#### [Material shown]
★ ★ ★
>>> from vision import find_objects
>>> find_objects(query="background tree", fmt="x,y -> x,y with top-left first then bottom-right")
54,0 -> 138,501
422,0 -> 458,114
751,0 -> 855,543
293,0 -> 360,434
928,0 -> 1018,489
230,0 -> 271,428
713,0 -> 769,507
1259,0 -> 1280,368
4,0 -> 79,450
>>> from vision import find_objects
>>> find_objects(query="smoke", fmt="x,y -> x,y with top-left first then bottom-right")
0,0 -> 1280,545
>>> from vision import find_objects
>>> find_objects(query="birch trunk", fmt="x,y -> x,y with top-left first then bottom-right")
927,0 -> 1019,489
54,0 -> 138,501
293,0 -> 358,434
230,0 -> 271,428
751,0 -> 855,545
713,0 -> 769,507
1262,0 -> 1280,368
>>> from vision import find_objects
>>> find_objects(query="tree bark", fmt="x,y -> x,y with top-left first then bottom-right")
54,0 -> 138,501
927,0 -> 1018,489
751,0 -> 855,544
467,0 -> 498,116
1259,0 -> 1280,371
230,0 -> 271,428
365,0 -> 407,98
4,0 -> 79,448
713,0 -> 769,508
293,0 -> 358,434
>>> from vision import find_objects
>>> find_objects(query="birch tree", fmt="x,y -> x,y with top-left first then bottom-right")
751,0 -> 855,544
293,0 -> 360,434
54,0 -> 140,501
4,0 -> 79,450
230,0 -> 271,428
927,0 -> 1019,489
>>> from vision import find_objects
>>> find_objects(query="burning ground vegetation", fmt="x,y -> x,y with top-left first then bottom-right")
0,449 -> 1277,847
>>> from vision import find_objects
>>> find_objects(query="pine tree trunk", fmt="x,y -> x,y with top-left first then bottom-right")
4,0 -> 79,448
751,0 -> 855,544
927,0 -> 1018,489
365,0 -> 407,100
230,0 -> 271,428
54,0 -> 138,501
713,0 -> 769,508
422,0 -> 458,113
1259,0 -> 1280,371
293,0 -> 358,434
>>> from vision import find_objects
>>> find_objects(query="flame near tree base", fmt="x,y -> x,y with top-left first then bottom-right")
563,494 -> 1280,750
★ ★ ★
#### [Challenge]
Swap "smoke" for "haze" in everything from the start of the material down through the line containing "0,0 -> 1280,545", leaving all else unchanged. Return only those lines.

#### [Task solution]
>>> from vision import find_objects
>>> find_objects(query="background tree", fmt="x,y -> x,y with top-left first then bottom-right")
54,0 -> 138,501
422,0 -> 458,114
751,0 -> 855,543
293,0 -> 360,434
928,0 -> 1018,489
230,0 -> 271,428
713,0 -> 769,507
1259,0 -> 1280,368
4,0 -> 79,450
>>> from vision import find_objects
>>> find_objects(query="haze", fmt="x,y -> x,y with top-left first then bottom-right")
0,0 -> 1280,545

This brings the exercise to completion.